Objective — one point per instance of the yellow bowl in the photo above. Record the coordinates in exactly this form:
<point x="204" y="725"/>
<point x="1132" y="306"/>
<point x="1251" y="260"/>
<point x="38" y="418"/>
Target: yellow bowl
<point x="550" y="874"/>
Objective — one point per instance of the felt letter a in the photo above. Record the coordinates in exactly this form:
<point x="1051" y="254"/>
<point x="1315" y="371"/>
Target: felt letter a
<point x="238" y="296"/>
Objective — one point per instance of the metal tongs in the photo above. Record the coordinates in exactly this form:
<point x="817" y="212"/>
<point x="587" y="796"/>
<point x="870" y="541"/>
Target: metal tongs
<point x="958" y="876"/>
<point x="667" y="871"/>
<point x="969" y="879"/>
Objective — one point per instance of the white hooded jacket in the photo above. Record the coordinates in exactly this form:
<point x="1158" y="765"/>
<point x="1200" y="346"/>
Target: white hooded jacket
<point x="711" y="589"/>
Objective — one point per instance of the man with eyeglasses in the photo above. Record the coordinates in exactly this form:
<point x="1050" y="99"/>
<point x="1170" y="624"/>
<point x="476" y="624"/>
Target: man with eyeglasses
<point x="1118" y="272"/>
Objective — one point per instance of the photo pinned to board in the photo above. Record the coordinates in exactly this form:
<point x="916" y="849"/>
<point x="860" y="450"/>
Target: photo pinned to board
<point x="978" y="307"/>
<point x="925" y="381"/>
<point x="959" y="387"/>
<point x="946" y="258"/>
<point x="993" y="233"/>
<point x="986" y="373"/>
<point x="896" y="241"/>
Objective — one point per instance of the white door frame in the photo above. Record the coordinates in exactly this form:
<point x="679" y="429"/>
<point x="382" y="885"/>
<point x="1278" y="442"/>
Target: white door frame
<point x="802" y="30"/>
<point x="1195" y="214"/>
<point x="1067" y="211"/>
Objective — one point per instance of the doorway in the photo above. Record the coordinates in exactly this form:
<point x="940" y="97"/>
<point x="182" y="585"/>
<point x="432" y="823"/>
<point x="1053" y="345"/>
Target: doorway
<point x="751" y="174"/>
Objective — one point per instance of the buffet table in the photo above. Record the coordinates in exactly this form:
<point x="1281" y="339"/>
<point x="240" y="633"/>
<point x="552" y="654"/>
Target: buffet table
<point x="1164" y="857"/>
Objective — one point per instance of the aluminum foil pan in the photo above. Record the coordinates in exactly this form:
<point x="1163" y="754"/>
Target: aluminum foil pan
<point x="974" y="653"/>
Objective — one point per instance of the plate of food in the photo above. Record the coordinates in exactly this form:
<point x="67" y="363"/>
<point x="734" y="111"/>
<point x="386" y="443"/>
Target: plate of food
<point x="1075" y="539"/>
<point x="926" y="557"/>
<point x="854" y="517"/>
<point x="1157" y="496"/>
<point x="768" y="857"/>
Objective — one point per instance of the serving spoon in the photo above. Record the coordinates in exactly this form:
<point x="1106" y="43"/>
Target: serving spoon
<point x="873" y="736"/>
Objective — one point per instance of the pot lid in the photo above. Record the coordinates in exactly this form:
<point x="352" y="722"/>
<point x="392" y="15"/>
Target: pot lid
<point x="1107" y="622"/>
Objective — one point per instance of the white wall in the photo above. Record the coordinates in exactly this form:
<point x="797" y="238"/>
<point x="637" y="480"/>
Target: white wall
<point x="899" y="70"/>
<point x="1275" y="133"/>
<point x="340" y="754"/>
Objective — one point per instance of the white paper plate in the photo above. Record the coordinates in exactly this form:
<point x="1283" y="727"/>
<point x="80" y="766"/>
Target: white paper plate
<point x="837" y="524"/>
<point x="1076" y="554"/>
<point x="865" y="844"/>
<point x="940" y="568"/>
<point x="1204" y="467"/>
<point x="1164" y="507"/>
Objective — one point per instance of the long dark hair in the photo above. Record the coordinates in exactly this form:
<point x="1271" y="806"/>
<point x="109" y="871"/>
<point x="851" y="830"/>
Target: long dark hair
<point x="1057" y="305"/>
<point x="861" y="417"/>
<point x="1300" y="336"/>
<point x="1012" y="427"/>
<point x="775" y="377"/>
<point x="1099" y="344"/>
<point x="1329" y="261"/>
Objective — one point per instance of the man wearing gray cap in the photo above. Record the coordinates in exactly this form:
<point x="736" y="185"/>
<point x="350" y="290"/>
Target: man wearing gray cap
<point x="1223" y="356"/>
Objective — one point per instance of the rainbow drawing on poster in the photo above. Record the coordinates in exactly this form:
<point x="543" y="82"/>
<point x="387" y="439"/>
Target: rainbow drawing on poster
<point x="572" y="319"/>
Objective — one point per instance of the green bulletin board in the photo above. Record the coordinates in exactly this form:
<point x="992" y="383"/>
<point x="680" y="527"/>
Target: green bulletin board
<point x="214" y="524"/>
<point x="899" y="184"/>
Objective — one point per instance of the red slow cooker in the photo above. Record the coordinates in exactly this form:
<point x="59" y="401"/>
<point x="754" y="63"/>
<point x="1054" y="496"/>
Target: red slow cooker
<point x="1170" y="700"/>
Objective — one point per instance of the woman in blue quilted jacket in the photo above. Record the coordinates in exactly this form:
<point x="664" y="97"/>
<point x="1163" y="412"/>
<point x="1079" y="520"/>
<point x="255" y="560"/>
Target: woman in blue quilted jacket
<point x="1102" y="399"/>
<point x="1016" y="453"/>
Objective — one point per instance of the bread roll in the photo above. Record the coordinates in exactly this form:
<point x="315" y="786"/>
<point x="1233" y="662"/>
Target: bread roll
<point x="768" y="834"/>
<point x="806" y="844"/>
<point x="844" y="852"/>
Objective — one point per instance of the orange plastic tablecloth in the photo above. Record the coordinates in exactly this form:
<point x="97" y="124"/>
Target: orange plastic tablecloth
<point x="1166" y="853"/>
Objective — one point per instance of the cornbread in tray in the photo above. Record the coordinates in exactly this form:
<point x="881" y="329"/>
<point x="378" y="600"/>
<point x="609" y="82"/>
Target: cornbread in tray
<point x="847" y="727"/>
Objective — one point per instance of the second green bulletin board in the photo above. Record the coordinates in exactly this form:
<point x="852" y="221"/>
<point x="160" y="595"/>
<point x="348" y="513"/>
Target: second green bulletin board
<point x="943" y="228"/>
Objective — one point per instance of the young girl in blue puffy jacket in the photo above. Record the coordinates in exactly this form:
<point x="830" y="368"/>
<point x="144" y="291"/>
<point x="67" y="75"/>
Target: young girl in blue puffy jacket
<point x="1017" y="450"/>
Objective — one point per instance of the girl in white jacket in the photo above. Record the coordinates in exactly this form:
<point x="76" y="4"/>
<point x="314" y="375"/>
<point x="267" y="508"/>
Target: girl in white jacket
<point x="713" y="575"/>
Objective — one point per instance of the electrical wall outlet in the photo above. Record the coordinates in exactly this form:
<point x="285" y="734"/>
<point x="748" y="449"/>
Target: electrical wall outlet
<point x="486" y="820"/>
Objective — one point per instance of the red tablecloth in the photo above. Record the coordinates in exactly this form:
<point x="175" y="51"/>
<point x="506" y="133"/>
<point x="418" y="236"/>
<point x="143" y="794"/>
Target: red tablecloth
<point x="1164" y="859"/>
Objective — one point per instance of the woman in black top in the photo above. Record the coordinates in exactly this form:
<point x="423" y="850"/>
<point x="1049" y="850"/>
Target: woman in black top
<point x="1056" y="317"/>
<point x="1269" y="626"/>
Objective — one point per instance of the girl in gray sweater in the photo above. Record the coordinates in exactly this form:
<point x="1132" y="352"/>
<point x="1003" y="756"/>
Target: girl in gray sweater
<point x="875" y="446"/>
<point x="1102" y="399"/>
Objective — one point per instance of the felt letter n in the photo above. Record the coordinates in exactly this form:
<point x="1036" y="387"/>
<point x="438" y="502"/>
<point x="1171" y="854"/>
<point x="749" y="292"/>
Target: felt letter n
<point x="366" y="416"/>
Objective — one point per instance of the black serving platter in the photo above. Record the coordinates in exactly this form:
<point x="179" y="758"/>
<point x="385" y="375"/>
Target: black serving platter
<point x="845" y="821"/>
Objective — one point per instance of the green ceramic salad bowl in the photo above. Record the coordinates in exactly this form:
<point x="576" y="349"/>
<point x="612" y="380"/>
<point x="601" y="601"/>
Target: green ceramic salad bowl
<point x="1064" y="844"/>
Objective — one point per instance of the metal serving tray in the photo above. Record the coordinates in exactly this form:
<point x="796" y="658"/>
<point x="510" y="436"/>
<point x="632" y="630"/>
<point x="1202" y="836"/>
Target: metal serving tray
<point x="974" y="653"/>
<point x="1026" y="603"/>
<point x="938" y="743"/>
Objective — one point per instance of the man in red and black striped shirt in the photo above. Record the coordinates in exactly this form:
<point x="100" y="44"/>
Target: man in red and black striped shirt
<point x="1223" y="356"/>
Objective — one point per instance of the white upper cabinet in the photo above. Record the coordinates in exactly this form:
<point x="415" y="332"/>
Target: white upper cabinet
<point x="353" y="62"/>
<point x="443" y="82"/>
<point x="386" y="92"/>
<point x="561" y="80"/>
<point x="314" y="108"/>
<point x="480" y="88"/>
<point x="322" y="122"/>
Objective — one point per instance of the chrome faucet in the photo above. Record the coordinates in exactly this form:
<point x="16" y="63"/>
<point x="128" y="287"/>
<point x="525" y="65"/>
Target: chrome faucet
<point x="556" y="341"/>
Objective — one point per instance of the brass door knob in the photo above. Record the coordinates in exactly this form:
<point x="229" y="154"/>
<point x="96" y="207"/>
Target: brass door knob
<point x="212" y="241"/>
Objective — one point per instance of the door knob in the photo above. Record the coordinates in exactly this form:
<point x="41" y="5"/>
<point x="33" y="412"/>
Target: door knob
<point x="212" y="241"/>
* * * *
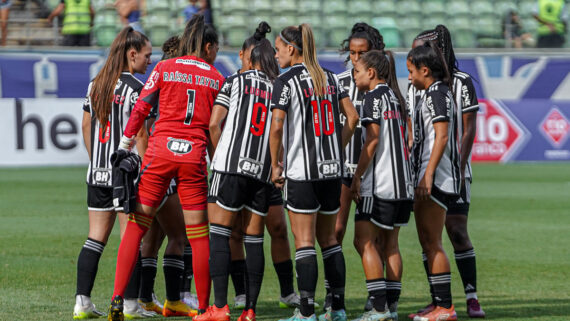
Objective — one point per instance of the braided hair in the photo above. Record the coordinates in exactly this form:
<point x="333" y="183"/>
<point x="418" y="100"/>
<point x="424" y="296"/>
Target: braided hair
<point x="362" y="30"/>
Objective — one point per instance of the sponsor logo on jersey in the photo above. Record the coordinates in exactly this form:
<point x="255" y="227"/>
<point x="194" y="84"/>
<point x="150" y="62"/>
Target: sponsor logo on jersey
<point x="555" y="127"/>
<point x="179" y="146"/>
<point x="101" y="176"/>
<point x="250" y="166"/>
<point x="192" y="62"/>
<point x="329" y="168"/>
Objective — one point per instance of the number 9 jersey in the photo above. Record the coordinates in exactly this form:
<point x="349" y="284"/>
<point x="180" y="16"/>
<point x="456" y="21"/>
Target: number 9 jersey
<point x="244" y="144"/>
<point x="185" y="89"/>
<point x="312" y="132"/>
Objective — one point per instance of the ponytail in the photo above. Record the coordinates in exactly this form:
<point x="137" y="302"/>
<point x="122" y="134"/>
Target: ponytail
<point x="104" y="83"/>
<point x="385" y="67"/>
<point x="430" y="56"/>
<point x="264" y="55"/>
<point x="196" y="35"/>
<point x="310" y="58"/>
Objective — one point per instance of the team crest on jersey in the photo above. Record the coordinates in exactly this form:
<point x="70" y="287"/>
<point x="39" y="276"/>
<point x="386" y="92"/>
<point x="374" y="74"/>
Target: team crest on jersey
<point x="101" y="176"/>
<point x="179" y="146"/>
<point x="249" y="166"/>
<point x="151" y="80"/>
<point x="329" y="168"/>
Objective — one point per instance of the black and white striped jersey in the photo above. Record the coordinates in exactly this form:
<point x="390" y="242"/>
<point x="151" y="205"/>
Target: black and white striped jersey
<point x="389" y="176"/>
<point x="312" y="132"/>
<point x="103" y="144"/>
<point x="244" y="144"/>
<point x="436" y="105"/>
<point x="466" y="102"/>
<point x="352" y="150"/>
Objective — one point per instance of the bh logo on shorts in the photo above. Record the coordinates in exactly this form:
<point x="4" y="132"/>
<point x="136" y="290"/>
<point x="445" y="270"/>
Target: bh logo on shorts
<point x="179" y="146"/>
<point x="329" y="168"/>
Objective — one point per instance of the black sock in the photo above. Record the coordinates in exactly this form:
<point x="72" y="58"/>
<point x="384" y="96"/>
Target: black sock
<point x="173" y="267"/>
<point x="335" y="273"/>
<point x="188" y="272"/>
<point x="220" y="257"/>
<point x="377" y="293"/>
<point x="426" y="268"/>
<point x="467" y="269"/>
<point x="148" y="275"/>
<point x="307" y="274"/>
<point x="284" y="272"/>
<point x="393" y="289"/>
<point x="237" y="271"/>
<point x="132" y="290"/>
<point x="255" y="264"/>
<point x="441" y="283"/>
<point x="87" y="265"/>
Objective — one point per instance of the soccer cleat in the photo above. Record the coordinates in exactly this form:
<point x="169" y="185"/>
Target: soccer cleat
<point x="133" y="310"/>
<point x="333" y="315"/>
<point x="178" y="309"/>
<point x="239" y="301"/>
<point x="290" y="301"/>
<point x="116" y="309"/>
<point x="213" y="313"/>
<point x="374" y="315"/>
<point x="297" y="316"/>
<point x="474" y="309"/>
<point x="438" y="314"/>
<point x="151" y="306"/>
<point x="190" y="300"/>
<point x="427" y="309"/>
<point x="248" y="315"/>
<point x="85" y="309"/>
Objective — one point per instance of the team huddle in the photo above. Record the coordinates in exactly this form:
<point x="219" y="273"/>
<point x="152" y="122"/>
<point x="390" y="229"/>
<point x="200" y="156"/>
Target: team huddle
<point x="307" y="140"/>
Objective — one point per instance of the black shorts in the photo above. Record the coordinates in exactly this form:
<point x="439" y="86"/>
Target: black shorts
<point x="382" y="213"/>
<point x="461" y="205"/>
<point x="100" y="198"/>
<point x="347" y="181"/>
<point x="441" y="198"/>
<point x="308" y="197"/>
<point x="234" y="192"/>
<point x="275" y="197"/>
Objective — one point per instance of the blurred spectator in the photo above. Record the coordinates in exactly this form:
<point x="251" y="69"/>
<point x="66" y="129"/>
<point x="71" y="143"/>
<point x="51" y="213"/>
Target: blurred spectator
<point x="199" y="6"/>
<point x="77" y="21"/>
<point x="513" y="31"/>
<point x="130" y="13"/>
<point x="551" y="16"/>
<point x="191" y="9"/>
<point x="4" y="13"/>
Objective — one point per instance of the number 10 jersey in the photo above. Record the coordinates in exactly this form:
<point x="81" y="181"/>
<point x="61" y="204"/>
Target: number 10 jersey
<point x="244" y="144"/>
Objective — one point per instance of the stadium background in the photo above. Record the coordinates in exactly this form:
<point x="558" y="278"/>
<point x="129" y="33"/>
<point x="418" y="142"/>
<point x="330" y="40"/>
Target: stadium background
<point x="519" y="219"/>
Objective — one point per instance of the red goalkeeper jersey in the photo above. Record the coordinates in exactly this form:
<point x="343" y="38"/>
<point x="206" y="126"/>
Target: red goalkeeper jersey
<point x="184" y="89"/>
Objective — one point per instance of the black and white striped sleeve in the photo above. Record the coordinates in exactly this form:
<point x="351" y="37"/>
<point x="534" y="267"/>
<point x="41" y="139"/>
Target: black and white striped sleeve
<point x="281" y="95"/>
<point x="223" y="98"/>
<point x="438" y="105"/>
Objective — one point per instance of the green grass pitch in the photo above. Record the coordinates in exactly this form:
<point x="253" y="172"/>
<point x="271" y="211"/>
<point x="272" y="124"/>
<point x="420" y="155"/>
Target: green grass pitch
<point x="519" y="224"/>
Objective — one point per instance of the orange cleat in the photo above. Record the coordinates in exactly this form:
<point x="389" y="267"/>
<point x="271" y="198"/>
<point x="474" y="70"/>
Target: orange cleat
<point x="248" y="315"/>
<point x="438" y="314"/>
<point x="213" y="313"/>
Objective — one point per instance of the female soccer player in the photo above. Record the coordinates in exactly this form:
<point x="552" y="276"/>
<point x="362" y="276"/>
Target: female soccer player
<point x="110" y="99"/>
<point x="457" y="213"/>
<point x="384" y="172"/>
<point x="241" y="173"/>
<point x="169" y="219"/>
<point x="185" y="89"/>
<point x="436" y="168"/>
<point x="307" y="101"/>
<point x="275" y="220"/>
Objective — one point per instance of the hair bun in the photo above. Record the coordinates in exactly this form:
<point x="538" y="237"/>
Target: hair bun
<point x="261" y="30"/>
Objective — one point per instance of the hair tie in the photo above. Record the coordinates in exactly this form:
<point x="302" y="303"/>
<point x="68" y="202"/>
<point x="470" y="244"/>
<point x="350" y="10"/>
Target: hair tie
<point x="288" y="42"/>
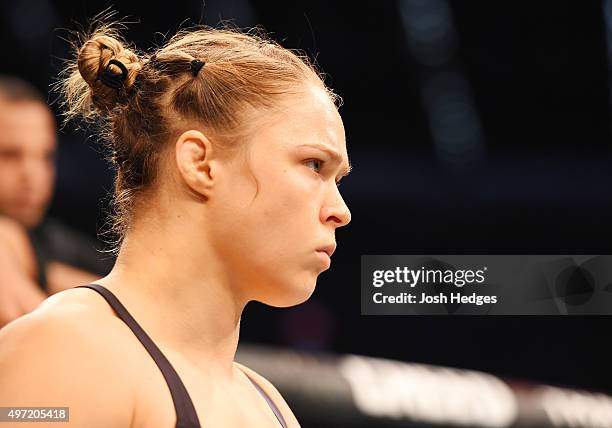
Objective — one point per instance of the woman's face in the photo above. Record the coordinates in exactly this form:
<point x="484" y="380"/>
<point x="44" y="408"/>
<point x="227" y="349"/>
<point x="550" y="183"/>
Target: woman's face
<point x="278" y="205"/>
* * * *
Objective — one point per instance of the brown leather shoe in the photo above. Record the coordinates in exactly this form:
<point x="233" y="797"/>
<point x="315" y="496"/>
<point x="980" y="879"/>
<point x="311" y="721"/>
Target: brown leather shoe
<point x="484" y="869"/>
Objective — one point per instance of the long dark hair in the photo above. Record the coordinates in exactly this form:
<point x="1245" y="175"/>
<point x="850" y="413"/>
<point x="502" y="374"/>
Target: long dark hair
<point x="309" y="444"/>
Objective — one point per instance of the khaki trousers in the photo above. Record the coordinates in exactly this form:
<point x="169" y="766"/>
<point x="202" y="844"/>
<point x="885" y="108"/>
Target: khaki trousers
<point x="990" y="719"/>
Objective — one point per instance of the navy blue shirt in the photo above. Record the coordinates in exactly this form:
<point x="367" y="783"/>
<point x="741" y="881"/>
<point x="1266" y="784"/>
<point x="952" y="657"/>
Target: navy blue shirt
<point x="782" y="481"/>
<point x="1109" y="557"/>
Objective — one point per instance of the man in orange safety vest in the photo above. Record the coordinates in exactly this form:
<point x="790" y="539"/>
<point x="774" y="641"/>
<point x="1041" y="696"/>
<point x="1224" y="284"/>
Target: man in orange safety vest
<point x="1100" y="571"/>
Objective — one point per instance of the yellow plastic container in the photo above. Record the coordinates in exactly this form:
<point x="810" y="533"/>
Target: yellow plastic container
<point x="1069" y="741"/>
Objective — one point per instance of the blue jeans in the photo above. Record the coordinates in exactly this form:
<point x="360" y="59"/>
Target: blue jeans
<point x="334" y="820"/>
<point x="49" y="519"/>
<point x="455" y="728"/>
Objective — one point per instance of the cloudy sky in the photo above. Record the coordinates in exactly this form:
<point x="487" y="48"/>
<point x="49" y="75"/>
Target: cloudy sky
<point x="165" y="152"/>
* * * *
**Exercise prompt**
Pick out every line in the records above that contains the string "roll", and copy each such line in full.

**Solution to this task**
Objective — one point per instance of the bread roll in the photo above. Record the coordinates in exactly this form:
Target: bread roll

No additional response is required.